Çıkarılan metin:

──────────────────────────────

15 Haziran 2007 Sayı: 2007/23(23)

  Kızıl Bayrak'tan
   Faşist ırkçılığa ve darbe tehditlerine karşı
“İşçilerin birliği,
halkların kardeşliği!”
  Genelkurmay adım adım ülkeyi savaşa götürüyor!
Düzene karşı devrim
mücadelesini büyütelim!
Seçim sandığı Pandora’nın kutusudur!
15-16 Haziran Direnişi yol göstermeye devam ediyor...
Liseli gençlik ÖSS’ye ve geleceksizliğe karşı alanlara çıktı...
  İşçi-emekçi hareketinden....
  KESK eylemlerinden...
  Devrimci mirası yaşatmak, daha ileriye taşımakla mümkündür!
  Seçim faaliyetlerinden...
  Kadının kurtuluşu sosyalizmde!
  Seçim süreci ve emekçi kadın
çalışmamız üzeri
  G8 protestolarından...
  Venezüellalı emekçiler, ABD emperyalizmi
ile işbirlikçilerine geçit vermiyor!
  Kapitalizm ve doğanın yıkımı
  Bültenlerden...
  Basından...
  Birinci yılında Kızıl Bayrak sitesi...
  Mücadele Postası.
Bu sayının PDF formatını download etmek için tıklayın

 

Faşist ırk çılığa ve darbe tehditlerine karşı

“İşçilerin birliği, halkların kardeşliği!”

──────────────────────────────

Listelenen kayıtlar:
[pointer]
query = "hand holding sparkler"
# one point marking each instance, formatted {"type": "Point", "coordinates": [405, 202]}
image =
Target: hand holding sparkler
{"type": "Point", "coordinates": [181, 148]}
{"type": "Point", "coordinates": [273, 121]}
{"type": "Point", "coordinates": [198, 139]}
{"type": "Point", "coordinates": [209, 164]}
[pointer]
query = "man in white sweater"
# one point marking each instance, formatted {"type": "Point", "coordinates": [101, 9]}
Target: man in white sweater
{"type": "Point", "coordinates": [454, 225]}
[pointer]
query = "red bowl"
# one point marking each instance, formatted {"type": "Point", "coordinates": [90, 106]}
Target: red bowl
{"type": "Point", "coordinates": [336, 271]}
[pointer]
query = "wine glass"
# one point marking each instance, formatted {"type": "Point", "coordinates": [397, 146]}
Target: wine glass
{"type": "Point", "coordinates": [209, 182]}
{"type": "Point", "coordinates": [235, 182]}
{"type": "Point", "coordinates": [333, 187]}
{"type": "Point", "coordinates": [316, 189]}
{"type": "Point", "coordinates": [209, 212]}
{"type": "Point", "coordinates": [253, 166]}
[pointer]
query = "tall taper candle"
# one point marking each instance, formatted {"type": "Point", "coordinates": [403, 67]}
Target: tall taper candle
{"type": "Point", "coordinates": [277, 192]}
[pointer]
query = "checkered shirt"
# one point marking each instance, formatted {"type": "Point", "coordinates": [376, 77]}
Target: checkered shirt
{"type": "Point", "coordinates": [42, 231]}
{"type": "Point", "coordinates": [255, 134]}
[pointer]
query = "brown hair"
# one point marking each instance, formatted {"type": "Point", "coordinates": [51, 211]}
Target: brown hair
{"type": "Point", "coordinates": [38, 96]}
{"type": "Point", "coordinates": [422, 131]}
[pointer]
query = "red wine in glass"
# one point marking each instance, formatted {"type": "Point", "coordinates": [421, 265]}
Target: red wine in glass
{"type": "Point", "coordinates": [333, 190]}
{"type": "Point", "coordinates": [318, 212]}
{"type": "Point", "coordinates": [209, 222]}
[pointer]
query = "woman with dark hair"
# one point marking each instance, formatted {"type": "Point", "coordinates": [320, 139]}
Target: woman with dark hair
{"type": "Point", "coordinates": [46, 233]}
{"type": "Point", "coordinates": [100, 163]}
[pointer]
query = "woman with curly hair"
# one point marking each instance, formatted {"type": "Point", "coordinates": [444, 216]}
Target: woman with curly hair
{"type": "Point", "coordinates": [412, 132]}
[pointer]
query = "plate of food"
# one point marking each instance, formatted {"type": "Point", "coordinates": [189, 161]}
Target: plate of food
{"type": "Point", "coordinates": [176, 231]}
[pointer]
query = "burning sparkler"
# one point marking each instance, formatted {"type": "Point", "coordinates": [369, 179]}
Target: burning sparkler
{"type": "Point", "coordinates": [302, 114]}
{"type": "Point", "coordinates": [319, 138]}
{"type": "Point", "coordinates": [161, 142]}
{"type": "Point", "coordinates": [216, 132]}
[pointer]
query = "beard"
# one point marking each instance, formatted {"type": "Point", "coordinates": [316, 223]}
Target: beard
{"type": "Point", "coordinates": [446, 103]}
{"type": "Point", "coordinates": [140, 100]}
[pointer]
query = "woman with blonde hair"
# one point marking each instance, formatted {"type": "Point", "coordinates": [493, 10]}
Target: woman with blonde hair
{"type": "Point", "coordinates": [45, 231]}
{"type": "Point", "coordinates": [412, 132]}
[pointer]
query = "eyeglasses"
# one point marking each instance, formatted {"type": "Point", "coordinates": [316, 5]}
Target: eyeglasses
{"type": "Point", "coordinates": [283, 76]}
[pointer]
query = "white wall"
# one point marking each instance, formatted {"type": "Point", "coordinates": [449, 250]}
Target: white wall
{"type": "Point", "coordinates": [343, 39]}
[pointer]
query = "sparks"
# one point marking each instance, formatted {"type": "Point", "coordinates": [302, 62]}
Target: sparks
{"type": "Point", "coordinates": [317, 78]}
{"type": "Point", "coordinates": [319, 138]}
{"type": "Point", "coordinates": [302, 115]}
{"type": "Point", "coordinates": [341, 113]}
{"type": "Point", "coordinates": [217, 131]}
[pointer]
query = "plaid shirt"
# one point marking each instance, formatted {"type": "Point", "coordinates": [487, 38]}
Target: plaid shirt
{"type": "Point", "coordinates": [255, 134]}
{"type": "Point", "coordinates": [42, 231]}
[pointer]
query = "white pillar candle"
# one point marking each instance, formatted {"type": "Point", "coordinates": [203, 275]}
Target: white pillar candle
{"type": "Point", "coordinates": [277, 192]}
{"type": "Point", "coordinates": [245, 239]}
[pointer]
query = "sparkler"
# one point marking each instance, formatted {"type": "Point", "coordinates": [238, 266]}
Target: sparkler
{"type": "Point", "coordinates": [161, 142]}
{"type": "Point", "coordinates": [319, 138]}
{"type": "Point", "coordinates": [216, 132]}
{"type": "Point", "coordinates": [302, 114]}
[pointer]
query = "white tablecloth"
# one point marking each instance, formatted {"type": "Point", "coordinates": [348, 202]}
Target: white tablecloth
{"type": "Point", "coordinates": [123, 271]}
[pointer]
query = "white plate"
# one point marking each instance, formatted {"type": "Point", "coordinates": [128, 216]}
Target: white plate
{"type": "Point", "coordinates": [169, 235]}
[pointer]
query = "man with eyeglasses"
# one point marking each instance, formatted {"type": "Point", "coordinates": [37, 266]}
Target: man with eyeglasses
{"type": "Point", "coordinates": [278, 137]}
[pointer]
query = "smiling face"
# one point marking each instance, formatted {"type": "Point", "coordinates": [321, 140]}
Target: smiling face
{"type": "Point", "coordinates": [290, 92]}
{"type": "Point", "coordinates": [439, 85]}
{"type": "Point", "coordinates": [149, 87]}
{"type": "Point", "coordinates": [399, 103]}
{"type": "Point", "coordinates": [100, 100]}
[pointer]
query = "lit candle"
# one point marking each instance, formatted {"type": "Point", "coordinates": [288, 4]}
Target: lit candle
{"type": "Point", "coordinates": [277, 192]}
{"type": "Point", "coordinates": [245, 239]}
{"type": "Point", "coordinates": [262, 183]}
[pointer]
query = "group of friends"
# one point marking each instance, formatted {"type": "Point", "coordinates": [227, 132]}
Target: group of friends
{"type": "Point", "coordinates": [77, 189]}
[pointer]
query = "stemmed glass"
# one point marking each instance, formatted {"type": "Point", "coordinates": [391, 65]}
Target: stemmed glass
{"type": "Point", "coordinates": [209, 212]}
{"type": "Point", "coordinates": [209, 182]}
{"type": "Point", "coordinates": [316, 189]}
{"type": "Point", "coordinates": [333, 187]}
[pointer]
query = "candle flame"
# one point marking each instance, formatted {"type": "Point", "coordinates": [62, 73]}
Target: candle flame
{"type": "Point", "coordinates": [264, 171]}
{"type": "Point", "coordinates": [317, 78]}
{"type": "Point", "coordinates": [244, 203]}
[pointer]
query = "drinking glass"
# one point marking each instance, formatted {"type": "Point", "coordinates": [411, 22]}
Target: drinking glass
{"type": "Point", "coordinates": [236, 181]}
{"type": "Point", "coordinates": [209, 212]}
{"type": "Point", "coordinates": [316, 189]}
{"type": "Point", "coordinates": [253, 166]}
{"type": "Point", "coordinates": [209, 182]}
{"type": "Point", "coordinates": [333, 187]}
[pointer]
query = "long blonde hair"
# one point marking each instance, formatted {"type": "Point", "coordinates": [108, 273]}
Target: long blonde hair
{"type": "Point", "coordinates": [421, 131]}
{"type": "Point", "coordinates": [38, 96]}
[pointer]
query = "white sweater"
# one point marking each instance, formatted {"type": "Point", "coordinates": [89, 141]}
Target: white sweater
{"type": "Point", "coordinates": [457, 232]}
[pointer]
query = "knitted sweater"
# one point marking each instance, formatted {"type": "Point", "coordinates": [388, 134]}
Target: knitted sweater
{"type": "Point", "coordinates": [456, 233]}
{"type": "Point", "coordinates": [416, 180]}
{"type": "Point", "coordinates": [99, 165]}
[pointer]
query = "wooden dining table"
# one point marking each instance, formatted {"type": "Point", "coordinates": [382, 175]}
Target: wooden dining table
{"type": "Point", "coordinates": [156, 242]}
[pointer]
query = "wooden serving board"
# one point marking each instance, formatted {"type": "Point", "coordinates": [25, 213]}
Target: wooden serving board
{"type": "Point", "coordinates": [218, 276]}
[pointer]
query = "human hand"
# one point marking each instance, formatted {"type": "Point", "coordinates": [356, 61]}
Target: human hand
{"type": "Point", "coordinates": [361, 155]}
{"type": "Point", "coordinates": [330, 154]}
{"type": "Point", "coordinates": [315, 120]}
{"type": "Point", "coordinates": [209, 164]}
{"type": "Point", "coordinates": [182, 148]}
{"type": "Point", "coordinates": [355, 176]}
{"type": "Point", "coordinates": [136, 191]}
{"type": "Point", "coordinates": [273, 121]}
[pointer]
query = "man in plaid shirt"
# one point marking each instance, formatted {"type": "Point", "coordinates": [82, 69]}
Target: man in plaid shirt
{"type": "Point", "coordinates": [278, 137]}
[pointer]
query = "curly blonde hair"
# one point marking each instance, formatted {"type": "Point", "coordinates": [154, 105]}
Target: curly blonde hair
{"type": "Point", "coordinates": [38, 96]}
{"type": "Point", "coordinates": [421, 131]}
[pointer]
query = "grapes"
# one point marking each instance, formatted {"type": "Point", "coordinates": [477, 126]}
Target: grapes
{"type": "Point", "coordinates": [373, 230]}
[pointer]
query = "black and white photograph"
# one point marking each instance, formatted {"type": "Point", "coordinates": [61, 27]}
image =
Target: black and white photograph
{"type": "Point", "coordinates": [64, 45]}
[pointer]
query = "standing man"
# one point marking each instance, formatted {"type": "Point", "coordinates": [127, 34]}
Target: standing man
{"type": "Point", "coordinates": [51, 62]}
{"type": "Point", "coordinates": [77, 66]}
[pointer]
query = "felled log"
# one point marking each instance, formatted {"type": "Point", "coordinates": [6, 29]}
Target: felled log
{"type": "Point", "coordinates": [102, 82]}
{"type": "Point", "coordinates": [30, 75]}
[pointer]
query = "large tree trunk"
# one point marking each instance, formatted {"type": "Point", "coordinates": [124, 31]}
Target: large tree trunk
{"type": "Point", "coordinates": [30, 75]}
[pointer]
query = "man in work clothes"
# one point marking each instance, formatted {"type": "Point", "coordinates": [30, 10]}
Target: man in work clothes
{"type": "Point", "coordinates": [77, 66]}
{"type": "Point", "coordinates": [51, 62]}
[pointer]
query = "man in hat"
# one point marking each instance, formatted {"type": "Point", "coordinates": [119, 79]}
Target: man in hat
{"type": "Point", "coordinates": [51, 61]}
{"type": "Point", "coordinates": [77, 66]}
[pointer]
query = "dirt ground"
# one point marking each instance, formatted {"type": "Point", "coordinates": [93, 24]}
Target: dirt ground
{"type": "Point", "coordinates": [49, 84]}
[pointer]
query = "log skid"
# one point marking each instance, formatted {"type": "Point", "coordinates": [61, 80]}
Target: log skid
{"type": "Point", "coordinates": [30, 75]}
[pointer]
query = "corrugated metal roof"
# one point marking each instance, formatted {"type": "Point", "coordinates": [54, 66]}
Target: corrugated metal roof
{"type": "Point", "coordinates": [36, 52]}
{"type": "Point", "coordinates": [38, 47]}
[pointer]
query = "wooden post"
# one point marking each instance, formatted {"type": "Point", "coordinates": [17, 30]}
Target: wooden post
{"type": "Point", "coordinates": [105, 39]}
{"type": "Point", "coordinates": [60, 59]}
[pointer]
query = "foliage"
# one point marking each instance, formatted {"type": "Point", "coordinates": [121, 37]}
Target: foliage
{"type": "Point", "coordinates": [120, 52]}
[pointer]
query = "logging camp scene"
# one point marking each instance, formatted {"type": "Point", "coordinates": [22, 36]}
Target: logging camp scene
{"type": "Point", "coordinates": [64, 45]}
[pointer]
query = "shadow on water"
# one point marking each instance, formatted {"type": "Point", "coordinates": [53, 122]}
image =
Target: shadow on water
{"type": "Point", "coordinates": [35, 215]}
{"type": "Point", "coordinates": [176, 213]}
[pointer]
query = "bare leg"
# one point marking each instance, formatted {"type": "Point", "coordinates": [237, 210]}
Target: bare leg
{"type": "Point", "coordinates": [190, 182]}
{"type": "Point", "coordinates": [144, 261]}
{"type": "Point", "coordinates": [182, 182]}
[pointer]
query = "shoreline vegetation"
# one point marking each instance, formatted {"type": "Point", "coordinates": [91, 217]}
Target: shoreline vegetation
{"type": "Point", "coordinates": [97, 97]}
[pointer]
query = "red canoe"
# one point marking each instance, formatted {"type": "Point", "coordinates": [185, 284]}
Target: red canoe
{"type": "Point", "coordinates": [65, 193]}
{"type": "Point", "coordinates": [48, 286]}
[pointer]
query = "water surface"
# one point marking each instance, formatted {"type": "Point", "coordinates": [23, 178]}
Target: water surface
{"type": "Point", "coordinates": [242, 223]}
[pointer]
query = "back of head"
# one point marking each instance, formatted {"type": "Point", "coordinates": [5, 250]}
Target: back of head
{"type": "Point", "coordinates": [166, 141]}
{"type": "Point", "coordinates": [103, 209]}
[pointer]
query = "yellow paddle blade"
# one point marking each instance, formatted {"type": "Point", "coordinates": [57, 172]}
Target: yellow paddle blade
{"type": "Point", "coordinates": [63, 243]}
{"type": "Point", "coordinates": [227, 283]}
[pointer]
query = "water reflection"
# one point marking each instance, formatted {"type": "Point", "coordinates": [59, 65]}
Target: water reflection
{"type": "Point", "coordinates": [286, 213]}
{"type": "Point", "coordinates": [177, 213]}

──────────────────────────────

Yapılacaklar:
**A.** Kayıtları süzünüz ve "burning" sözcüğünü içeren her satırı olduğu gibi aktarınız.
**B.** Kızıl Bayrak'ın 15 Haziran 2007 sayısına ait metni, son cümlesinden sonra devam ettiriniz.

Çözülen görevler:
**A.**
query = "burning sparkler"
Target: burning sparkler

**B.**
Bazı işlerini karanlıkta yapmayı adet edinen militarist güçler, yine bir geceyarısı Genelkurmay’ın internet sitesine “e-muhtıra” yerleştirerek, namluyu birkez daha “mutlu Türk” olmayanlara çevirdiler. Toplumsal uyanışı, demokratik tepki gösteren işçi sınıfı ve emekçileri, ilerici-devrimci hareketi tank paletleri altında ezenler, bu defa “yüce Türk milletinin kitlesel karşı koyma refleksi”ne seslenerek “harekete geç!” emri veriyorlar.

Daha önce yaptıkları darbeler savaş aygıtı NATO’nun Brüksel’deki karargahında kutlamalara vesile olurken, verili durumda Kürt sorunu konusunda Washington’daki efendileriyle anlaşamayan Türk ordusunun kurmayları, yeni bir askeri darbe için vize alamıyorlar. Tabii önceki darbelerin baş destekçisi olan TÜSİAD kodamanları da, bugünkü koşullarda darbeyi pek “şık” bulmuyorlar. Bundan dolayı generaller öncelikle sorunu “e-muhtıralar”la çözmeye çalışıyorlar.

Abdullah Gül’ün Çankaya tepesine tırmanmaya heves etmesiyle yeni bir evreye giren egemenler arası iktidar savaşı, gelinen yerde, Kürt halkına düşmanlık, ‘Kuzey Irak’a operasyon’, “terör”, “güvenlik” görünümüne bürünmüştür. 27 Nisan muhtırasının gerekçesi “laikliği korumak” şeklinde ifade edilirken, birbuçuk ay gibi kısa bir sürede “laiklik/şeriat” kutuplaşması unutulmuş, taraflar savaş çığırtkanlığı yarışına girmiştir. Tam da bu evrede, militarist güçlerin argümanlarını güçlendiren Ankara’daki patlama ile mayınların peşpeşe patlamasıyla çok sayıda askerin ölmesi dikkat çekicidir.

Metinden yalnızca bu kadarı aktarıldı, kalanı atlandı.